Textauszug –
# # # #
Blumen in Grevenbroich Die Tulpenstadt an der Erft
Grevenbroich · Auf dem Paulushof ist bereits Frühling. Martin Francken sorgt dort fürs richtige Klima. Sein Betrieb hat sich der Tulpe verschrieben.
Noch hat Martin Francken die vier Jahreszeiten fest im Griff. Im Gewächshaus bestimmt er, wann der Winter endet; und niemand sonst. Sobald es in einigen Wochen auf die Felder geht, ist der Landwirt aus Hemmerden-Busch der Natur ausgesetzt, so wie alle anderen auch. So sorgte die milde Witterung im vergangenen Jahr dafür, dass sich die Freiluftsaison um mehrere Wochen nach vorn verschob. Wie es 2020 werden wird? Bei den Winzern ist jedenfalls erstmals seit vielen Jahren die Eisweinernte ausgefallen – mangels Frost. Was Wetter und Klima mit dem Paulushof der Frankens vorhaben, wird sich bald schon zeigen. Auf acht Hektar wächst dort – ein Meer aus Millionen Tulpen.
Farben, Formen, die Zeichnung der Tulpenblätter – aus einem kleinen, kaum zehn Zentimeter hohen Steppenpflänzlein ist eine bunte Artenvielfalt gezüchtet worden. „Wir haben mehr als 60 verschiedene Arten bei uns auf dem Hof“, sagt Martin Francken, der mit seiner Familie den Paulushof bereits in der zweiten Generation bewirtschaftet. 1953 hat sein Vater mit den Tulpen begonnen. Bereits als Sechsjähriger half Francken auf den Feldern. Der Tulpenflüsterer hat sein Handwerk von klein auf erlernt.
# # # #
Daten –

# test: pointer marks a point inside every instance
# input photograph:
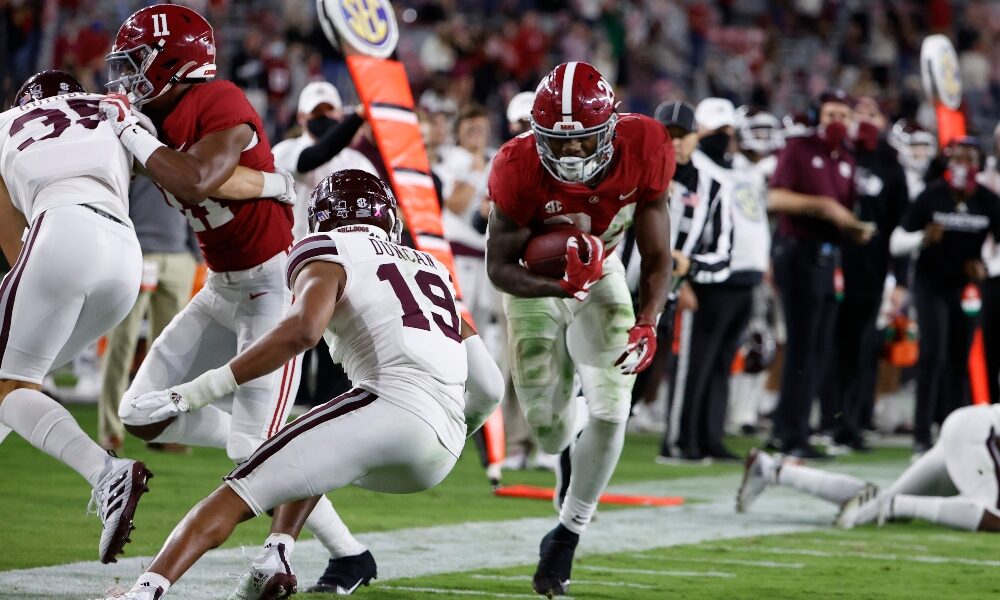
# # # #
Aufgabe 1 –
Prüfe für jede Aussage, ob sie mit dem Textauszug übereinstimmt: (a) Martin Franckens Vater begann 1953 mit den Tulpen. (b) Auf dem Paulushof wachsen die Tulpen auf zwölf Hektar. (c) Auf dem Hof gibt es mehr als 60 verschiedene Arten. Antworte jeweils mit Ja oder Nein und zitiere die entscheidenden Worte wörtlich.
Aufgabe 2 –
In welchem Alter half Martin Francken laut dem Textauszug bereits auf den Feldern?
Aufgabe 3 –
Gib aus dem Textauszug den Abschnitt von „Farben, Formen, die“ bis „klein auf erlernt.“ wortgetreu wieder.
Das Material steht in keinem Zusammenhang mit dem Textauszug.

Ergebnis 1 –
(a) Ja: „1953 hat sein Vater mit den Tulpen begonnen.“
(b) Nein: „Auf acht Hektar wächst dort – ein Meer aus Millionen Tulpen.“
(c) Ja: „mehr als 60 verschiedene Arten bei uns auf dem Hof“

Ergebnis 2 –
Schon mit sechs Jahren.

Ergebnis 3 –
Farben, Formen, die Zeichnung der Tulpenblätter – aus einem kleinen, kaum zehn Zentimeter hohen Steppenpflänzlein ist eine bunte Artenvielfalt gezüchtet worden. „Wir haben mehr als 60 verschiedene Arten bei uns auf dem Hof“, sagt Martin Francken, der mit seiner Familie den Paulushof bereits in der zweiten Generation bewirtschaftet. 1953 hat sein Vater mit den Tulpen begonnen. Bereits als Sechsjähriger half Francken auf den Feldern. Der Tulpenflüsterer hat sein Handwerk von klein auf erlernt.